List of tasks ->
a) Copy the Astronomy Engine excerpt, beginning at the words "Many calculations in" and stopping after "times as fast.", and swap "loop unrolling" for "loop fusion".
b) According to the Astronomy Engine excerpt, how much faster does the truncated nutation formula run?
c) Please carry on the Astronomy Engine excerpt from its final sentence.

Text excerpt ->
--- START ---
Support for calculating mean ecliptic coordinates in the J2000 system (represented by the three-letter code ECL) still exists in the form of rotation matrix functions:

• Rotation_ECL_EQD
• Rotation_ECL_EQJ
• Rotation_ECL_EQD
• Rotation_ECL_EQJ
• Rotation_ECL_HOR
• Rotation_HOR_ECL

New rotation matrix functions have been added to support true ecliptic coordinates of date, with the newly added three-letter code ECT:

• Rotation_ECT_EQD
• Rotation_ECT_EQJ
• Rotation_EQD_ECT
• Rotation_EQJ_ECT

Better documentation of coordinate systems

The API documentation has been updated to clearly specify whether equatorial coordinates or ecliptic coordinates are referenced to the true equinox (corrected for both precession and nutation) or the mean equinox (corrected for precession only).

More efficient nutation

Many calculations in Astronomy Engine require calculating nutation, as mentioned above. The nutation formula was excessively slow in earlier versions. It was using the full 77-term trigonometric series IAU2000B. This has been truncated to a 5-term series, and optimized via loop unrolling, across all 5 supported programming languages. The result is still accurate within 2 arcseconds while running more than 15 times as fast.
--- END ---
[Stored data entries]
--- START ---
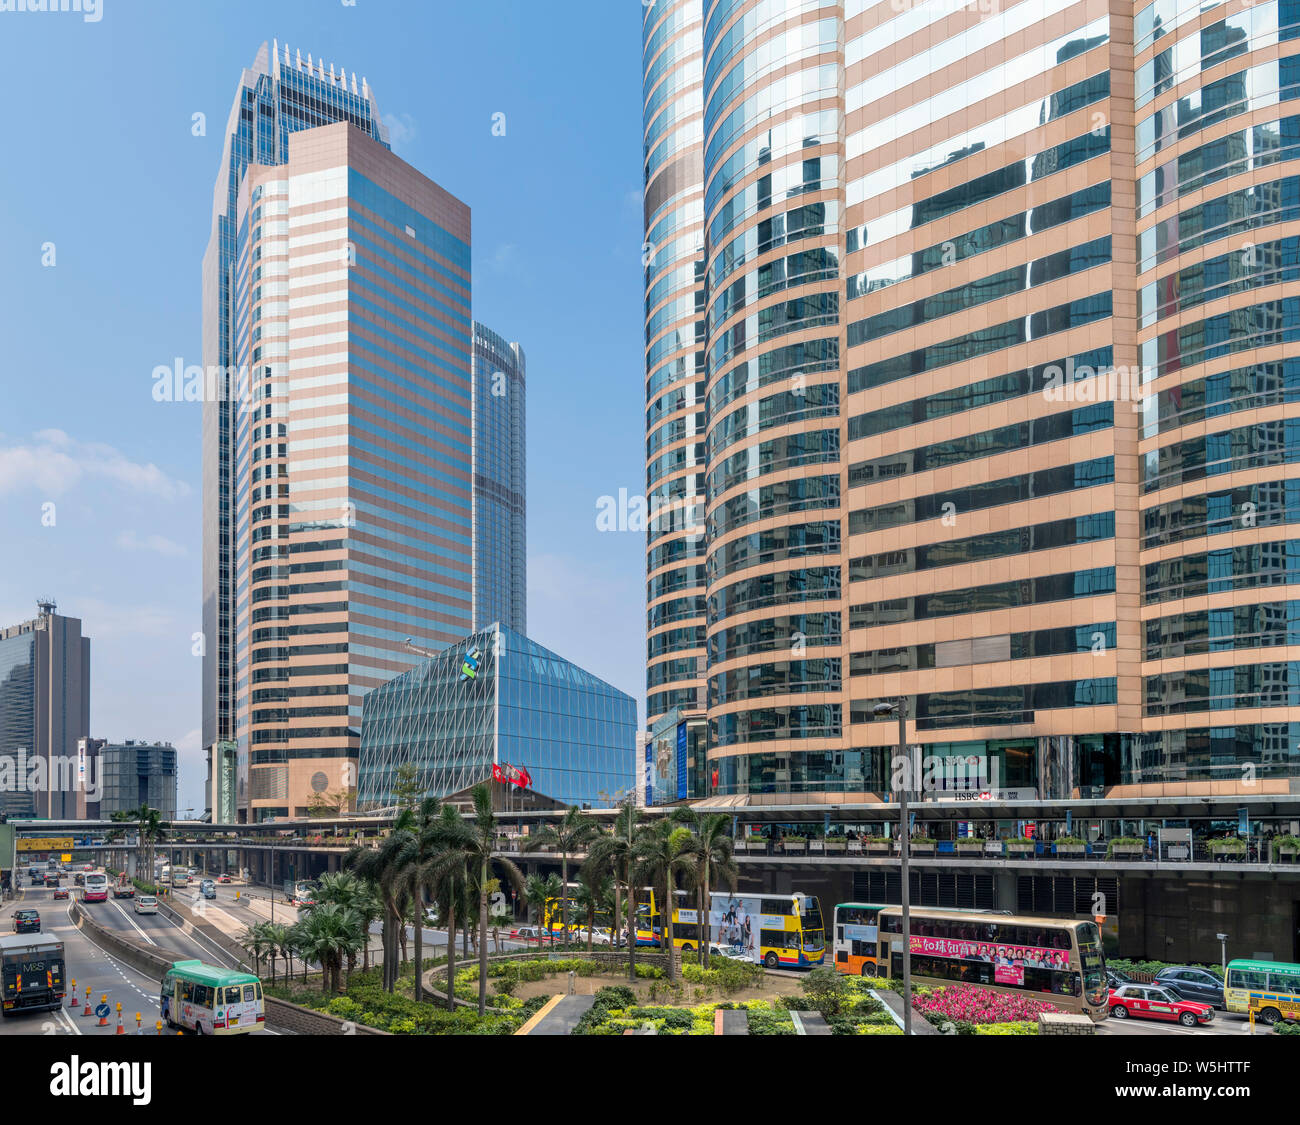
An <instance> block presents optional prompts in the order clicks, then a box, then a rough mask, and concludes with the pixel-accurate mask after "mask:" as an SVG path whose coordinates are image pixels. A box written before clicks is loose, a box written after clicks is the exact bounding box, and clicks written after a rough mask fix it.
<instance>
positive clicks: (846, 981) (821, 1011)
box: [800, 965, 853, 1020]
mask: <svg viewBox="0 0 1300 1125" xmlns="http://www.w3.org/2000/svg"><path fill="white" fill-rule="evenodd" d="M800 988H802V990H803V995H805V996H807V999H809V1003H810V1004H811V1005H813V1007H814V1008H815V1009H816V1011H818V1012H820V1013H822V1014H823V1016H824V1017H827V1018H828V1020H829V1018H831V1017H832V1016H839V1014H840V1012H841V1011H842V1009H844V1007H845V1004H846V1003H848V1001H849V996H850V994H852V992H853V985H852V983H850V982H849V978H848V977H845V975H844V974H842V973H840V972H839V970H836V969H831V968H827V966H826V965H823V966H822V968H819V969H814V970H813V972H811V973H809V974H807V977H805V978H803V979H802V981H801V982H800Z"/></svg>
--- END ---
Answer set ->
a)
Many calculations in Astronomy Engine require calculating nutation, as mentioned above. The nutation formula was excessively slow in earlier versions. It was using the full 77-term trigonometric series IAU2000B. This has been truncated to a 5-term series, and optimized via loop fusion, across all 5 supported programming languages. The result is still accurate within 2 arcseconds while running more than 15 times as fast.

b) More than 15 times as fast.

c)
User-defined stars

Now you can define up to eight custom points in space that have a fixed heliocentric right ascension, declination, and distance. These are called user-defined stars, although they don't literally have to be stars. They can be any object that is more than one light-year away from the Sun.

To create a user-defined star, call the function for your language:

• C/C++: Astronomy_DefineStar.
• C#: Astronomy.DefineStar
• TypeScript/JavaScript: DefineStar
• Python: DefineStar
• Kotlin/Java: defineStar

Once you have associated a custom star with a Body value, you can pass that value to functions like SearchRiseSet, GeoVector, etc.

Fixed rise/set and altitude searches for polar regions

The functions for searching for rise/set events did not always work reliably in polar regions. It was possible to miss a sunrise, moonset, etc., within the arctic and antarctic circles. Geographic locations near the Earth's north pole or south pole have some unusual and counterintuitive properties regarding rise/set of celestial bodies.

For example, if you are standing on the north pole, the Sun rises only once per year (near the March equinox), and sets only once per year (near the September equinox). The Earth's rotation causes the Sun to move in circles all the way around the sky, but it Sun only moves toward or away from the horizon due to seasonal changes in its declination. At the poles, the Earth's rotation has absolutely no effect on how high/low the Sun appears to be in the sky.

As an observer moves away from the poles and towards the equator, the Earth's rotation starts to have more effect on the rise/set behavior of observed celestial bodies. The timing of rise/set becomes a combination of the observer's latitude, the rotation of the Earth, and the body's right ascension and declination.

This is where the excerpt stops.